### [TASK DIRECTIONS]
Gather every line in the entries below that contains the word "mirror", and copy each one out in full.

* begin DATASET EXTRACT *

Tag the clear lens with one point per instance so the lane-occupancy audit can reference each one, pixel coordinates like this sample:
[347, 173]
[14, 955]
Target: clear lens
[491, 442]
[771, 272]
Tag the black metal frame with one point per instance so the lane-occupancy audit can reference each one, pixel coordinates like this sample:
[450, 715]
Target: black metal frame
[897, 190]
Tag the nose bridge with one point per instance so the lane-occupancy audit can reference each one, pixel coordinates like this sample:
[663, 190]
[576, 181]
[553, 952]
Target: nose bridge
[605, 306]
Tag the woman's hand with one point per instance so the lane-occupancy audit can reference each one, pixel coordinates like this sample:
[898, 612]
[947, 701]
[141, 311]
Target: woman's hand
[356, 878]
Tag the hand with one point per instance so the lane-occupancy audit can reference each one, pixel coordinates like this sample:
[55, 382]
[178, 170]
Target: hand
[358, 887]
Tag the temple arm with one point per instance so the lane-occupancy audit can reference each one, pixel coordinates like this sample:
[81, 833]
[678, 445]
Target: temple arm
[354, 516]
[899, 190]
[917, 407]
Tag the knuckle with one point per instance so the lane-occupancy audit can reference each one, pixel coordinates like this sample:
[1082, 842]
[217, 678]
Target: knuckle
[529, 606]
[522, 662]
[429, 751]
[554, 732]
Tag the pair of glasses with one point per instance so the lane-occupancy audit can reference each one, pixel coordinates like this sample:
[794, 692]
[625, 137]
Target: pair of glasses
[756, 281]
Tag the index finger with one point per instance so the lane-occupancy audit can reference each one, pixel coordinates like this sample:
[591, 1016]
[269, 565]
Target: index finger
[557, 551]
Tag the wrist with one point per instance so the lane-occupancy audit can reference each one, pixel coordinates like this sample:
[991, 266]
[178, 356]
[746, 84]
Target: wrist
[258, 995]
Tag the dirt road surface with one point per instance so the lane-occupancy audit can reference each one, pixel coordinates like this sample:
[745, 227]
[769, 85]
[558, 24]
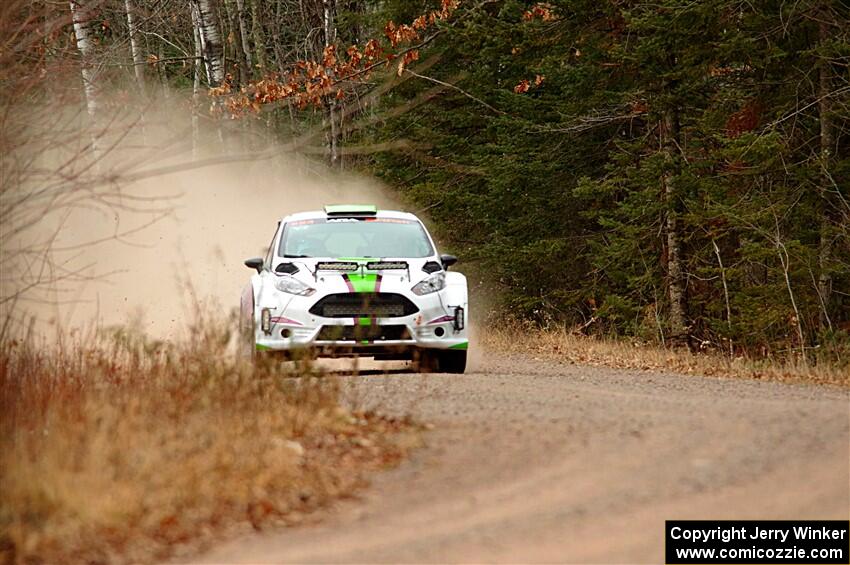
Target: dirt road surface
[536, 461]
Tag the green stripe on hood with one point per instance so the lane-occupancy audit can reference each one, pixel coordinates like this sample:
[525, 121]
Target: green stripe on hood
[363, 283]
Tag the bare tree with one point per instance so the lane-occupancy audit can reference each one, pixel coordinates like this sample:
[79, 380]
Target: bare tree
[211, 42]
[135, 47]
[81, 19]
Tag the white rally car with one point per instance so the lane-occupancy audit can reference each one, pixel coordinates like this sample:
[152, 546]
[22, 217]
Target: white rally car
[357, 281]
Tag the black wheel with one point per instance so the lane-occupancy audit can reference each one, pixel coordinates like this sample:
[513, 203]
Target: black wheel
[441, 361]
[452, 361]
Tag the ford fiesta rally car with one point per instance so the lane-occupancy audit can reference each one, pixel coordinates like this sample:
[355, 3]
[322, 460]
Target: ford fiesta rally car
[357, 281]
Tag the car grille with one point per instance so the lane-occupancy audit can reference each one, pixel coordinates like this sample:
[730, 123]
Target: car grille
[359, 333]
[364, 305]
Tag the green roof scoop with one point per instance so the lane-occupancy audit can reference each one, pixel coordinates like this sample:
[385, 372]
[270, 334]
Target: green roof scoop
[351, 210]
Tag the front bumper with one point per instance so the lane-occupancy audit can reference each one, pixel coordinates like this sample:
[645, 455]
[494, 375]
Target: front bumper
[292, 327]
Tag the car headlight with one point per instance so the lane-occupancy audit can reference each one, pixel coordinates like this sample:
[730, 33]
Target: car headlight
[435, 282]
[291, 285]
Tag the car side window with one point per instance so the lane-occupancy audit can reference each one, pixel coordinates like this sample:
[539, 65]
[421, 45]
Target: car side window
[270, 253]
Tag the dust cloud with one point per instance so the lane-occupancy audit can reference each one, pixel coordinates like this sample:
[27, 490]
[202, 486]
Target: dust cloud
[181, 218]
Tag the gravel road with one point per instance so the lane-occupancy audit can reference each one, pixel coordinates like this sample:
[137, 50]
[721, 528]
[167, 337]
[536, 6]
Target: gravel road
[537, 461]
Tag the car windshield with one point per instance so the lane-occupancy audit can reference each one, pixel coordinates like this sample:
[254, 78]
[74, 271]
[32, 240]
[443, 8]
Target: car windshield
[355, 237]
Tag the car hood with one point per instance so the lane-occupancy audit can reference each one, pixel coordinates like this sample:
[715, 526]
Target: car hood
[323, 273]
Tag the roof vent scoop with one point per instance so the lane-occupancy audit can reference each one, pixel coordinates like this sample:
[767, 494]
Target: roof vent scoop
[351, 210]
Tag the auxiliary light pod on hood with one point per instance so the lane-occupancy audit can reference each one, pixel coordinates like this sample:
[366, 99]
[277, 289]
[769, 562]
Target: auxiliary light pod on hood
[345, 266]
[288, 268]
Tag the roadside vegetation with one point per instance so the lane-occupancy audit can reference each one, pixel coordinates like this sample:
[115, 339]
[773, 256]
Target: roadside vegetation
[115, 448]
[573, 347]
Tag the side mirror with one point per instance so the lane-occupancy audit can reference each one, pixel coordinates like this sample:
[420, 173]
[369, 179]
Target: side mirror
[448, 261]
[256, 263]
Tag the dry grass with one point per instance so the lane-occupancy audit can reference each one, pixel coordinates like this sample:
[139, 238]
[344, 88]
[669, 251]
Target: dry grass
[125, 450]
[622, 354]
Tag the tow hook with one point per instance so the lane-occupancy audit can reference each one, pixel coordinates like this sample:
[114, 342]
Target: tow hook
[458, 321]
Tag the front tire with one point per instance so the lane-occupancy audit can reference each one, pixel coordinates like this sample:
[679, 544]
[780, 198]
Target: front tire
[441, 361]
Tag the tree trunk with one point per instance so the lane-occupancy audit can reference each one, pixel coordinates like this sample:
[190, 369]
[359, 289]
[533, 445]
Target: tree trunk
[675, 270]
[243, 35]
[329, 9]
[196, 84]
[135, 47]
[827, 141]
[80, 18]
[211, 43]
[257, 33]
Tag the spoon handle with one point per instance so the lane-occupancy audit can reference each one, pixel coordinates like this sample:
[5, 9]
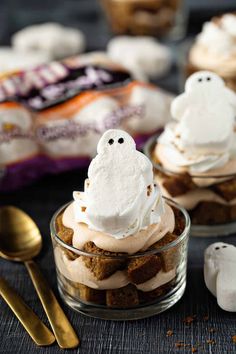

* end DATASET EXTRACT *

### [RESULT OF THE EXERCISE]
Tag the side mirror with one point per instance so the lane-occupancy audit can reference each one, pixel coordinates like this sample:
Target: side mirror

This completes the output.